» **Task prompt**
Arrange every line of the records below as a Markdown table with two columns, Row and Line. Put the row number under Row and the line itself under Line, leaving out any blank lines.

» **Source material**
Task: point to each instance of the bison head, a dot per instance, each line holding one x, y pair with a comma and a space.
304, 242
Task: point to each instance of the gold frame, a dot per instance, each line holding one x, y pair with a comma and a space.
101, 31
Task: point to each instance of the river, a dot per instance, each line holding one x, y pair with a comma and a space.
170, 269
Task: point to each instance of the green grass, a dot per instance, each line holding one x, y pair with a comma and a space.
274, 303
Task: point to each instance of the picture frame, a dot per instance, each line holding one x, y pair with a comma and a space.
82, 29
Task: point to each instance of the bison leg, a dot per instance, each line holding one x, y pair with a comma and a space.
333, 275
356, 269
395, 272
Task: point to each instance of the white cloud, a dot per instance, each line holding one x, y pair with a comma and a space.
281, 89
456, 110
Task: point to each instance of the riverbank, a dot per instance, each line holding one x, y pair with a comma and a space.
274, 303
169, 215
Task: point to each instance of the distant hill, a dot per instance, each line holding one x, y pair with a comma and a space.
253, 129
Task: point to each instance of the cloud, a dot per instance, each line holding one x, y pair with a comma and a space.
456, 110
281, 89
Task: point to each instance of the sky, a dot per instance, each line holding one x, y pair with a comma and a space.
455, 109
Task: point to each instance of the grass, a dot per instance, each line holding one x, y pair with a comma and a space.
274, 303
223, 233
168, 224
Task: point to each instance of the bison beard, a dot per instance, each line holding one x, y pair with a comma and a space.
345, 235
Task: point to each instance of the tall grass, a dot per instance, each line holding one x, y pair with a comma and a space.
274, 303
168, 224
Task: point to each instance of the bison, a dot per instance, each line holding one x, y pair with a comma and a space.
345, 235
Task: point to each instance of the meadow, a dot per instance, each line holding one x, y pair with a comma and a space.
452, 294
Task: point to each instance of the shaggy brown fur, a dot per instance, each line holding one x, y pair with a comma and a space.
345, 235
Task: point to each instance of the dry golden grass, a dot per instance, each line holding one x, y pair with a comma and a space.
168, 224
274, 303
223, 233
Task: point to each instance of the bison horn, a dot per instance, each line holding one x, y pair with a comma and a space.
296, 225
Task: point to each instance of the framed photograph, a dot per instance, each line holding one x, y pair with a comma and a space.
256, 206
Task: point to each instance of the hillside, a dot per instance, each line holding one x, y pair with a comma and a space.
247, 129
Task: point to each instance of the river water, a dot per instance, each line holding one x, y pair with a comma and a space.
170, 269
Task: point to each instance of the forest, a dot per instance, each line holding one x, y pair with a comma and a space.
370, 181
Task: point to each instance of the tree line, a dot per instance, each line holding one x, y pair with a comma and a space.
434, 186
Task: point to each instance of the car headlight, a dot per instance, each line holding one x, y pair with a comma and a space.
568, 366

» **Answer for the task**
| Row | Line |
|---|---|
| 1 | Task: point to each instance of the bison head, a dot per instance, each line holding one x, y pair with a comma and a space. |
| 2 | 304, 242 |
| 3 | Task: point to each instance of the gold frame, a dot per instance, each line holding one x, y pair with a comma and a space. |
| 4 | 101, 31 |
| 5 | Task: point to each instance of the river, a dot per instance, each line holding one x, y pair with a comma and a space. |
| 6 | 170, 269 |
| 7 | Task: point to each instance of the green grass, a dot per instance, each line holding one x, y pair with a comma and a space. |
| 8 | 274, 303 |
| 9 | Task: point to each instance of the picture frame, a dot per instance, each line holding one x, y pair with a comma and a space. |
| 10 | 82, 29 |
| 11 | Task: point to each instance of the bison leg, a dot per instance, each line holding one x, y pair with a comma and a space. |
| 12 | 333, 275 |
| 13 | 356, 269 |
| 14 | 395, 272 |
| 15 | Task: point to each instance of the white cloud, a dot per instance, each line holding one x, y pair with a comma and a space. |
| 16 | 281, 89 |
| 17 | 456, 110 |
| 18 | Task: point to each instance of the riverbank, a dot per instance, each line holding one x, y pair with a comma and a space. |
| 19 | 274, 303 |
| 20 | 169, 215 |
| 21 | Task: point to each instance of the distant hill, a dot per instance, each line holding one x, y pair with a comma and a space. |
| 22 | 253, 129 |
| 23 | Task: point to each instance of the cloud, a dot per instance, each line holding one x, y pair with a comma and a space. |
| 24 | 456, 110 |
| 25 | 281, 89 |
| 26 | Task: point to each instance of the sky, a dot per instance, each line holding one x, y pair with a comma and a space. |
| 27 | 455, 109 |
| 28 | Task: point to each instance of the grass, a dot per instance, each line holding one x, y pair with a comma and a space. |
| 29 | 274, 303 |
| 30 | 223, 233 |
| 31 | 168, 224 |
| 32 | Task: point to each instance of the bison beard, a dot per instance, each line holding one x, y pair with a comma and a space. |
| 33 | 345, 235 |
| 34 | Task: point to each instance of the tall grass, a dot per instance, each line holding one x, y pair with a comma and a space. |
| 35 | 274, 303 |
| 36 | 168, 224 |
| 37 | Task: point to each instance of the bison, a dot per instance, each line holding one x, y pair with a comma and a space. |
| 38 | 345, 235 |
| 39 | Task: point to each instance of the meadow, a dot per instance, each line holding one x, y pair with a comma and a space. |
| 40 | 452, 294 |
| 41 | Task: point to each instance of the shaggy brown fur, a dot per instance, each line holding one x, y pair with a comma and a space. |
| 42 | 345, 235 |
| 43 | Task: point to each instance of the dry golden grass, a dot per instance, each line holding one x, y pair with a comma and a space. |
| 44 | 168, 224 |
| 45 | 274, 303 |
| 46 | 223, 233 |
| 47 | Task: point to each instance of the bison horn, a dot per instance, each line holding one x, y pair with a comma and a space. |
| 48 | 296, 225 |
| 49 | Task: point to each instance of the framed photograph, a dot per instance, each line holding one x, y pair with a comma and a space. |
| 50 | 256, 206 |
| 51 | Task: point to each instance of the hillside, a dot per instance, each line holding one x, y pair with a comma and a space. |
| 52 | 247, 129 |
| 53 | Task: point to each instance of the river water, a dot per instance, each line holding one x, y pair with a comma and a space. |
| 54 | 170, 269 |
| 55 | Task: point to each instance of the forest, a dot per instance, each line holding one x, y pair with a comma and a space. |
| 56 | 370, 181 |
| 57 | Task: point to each instance of the tree line, a dot per instance, each line holding one x, y pair with a comma and a space. |
| 58 | 434, 186 |
| 59 | Task: point to each instance of the car headlight, a dot per instance, each line holding one x, y pair with a comma and a space. |
| 60 | 568, 366 |